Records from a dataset
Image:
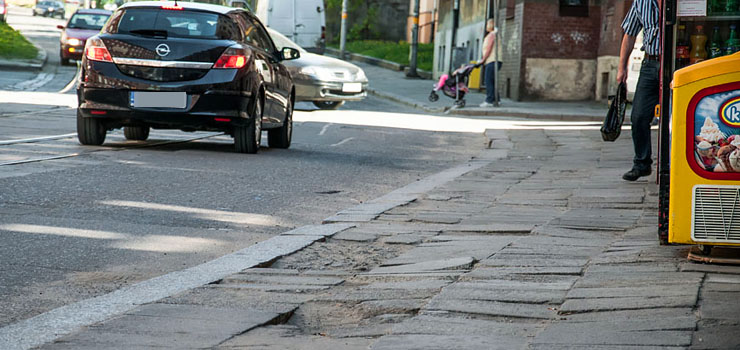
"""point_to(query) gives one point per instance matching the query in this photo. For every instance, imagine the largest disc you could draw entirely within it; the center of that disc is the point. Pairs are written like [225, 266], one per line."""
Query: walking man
[489, 58]
[643, 15]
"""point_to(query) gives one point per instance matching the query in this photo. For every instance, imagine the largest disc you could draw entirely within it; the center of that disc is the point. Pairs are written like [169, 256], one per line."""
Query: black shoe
[635, 174]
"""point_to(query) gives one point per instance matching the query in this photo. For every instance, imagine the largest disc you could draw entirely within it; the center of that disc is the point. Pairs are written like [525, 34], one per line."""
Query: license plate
[148, 99]
[352, 87]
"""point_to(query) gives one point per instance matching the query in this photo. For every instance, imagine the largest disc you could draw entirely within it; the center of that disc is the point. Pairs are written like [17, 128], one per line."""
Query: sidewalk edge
[32, 64]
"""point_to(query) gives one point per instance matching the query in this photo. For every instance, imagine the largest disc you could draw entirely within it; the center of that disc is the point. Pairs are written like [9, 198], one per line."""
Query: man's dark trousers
[490, 74]
[643, 110]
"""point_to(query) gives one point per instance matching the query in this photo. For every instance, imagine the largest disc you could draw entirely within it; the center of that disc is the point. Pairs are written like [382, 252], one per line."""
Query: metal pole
[495, 52]
[343, 32]
[455, 24]
[413, 49]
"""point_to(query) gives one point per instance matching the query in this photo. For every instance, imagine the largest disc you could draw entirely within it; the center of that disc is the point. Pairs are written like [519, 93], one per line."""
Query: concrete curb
[32, 64]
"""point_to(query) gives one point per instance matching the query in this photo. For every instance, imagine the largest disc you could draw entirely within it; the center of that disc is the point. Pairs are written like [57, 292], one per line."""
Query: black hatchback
[187, 66]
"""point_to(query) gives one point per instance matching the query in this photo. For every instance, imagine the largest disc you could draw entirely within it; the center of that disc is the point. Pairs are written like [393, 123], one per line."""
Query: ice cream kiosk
[699, 145]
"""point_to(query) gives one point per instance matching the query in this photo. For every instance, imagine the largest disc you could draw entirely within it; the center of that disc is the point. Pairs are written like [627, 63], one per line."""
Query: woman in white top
[489, 59]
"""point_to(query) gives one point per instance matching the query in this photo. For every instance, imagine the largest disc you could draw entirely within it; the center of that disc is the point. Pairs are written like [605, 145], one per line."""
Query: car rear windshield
[175, 23]
[87, 21]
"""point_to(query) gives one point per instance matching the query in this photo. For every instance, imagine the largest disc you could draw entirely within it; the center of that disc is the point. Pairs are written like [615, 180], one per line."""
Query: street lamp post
[343, 32]
[414, 48]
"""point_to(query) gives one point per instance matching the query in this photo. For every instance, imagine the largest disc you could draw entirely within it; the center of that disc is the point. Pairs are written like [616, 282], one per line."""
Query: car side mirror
[289, 53]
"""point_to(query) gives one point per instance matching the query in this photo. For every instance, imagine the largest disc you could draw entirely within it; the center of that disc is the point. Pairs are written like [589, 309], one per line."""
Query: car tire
[247, 138]
[90, 131]
[281, 137]
[136, 133]
[328, 104]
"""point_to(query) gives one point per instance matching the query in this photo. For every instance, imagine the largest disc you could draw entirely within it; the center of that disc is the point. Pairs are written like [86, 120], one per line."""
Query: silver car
[325, 81]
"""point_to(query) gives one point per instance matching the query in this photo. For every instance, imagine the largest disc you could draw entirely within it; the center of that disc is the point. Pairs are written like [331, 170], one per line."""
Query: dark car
[82, 25]
[187, 66]
[49, 9]
[3, 11]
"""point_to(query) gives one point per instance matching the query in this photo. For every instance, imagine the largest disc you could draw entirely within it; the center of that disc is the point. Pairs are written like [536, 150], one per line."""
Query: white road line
[323, 130]
[342, 142]
[67, 319]
[37, 139]
[73, 82]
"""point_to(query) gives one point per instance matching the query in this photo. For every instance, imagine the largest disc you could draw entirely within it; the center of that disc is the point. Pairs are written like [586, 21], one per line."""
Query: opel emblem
[163, 50]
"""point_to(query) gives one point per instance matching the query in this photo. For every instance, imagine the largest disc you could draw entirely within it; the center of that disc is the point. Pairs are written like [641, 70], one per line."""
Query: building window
[574, 8]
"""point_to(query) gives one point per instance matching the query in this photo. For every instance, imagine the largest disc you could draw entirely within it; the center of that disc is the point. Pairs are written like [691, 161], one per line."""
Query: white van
[302, 21]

Required work: When you reach the line containing "Query: opel emblem" in the data above, retype it and each line after it through the final one, exactly as written.

Answer below:
Query: opel emblem
[163, 50]
"""point_to(query) gives one point per instance matching the query in this photo. For every instance, imagine the largest disc you could draw entirely within it; the center of that disc is the point. Pairs are written like [641, 70], one per line."""
Query: building window
[574, 8]
"""point_to(query) gives one point per instance matching the query in this photo. For every instance, imagine the largest disc you could draw entirely within it; the center of that disc is the point. Pairs are written like [691, 161], one per line."""
Query: white van
[302, 21]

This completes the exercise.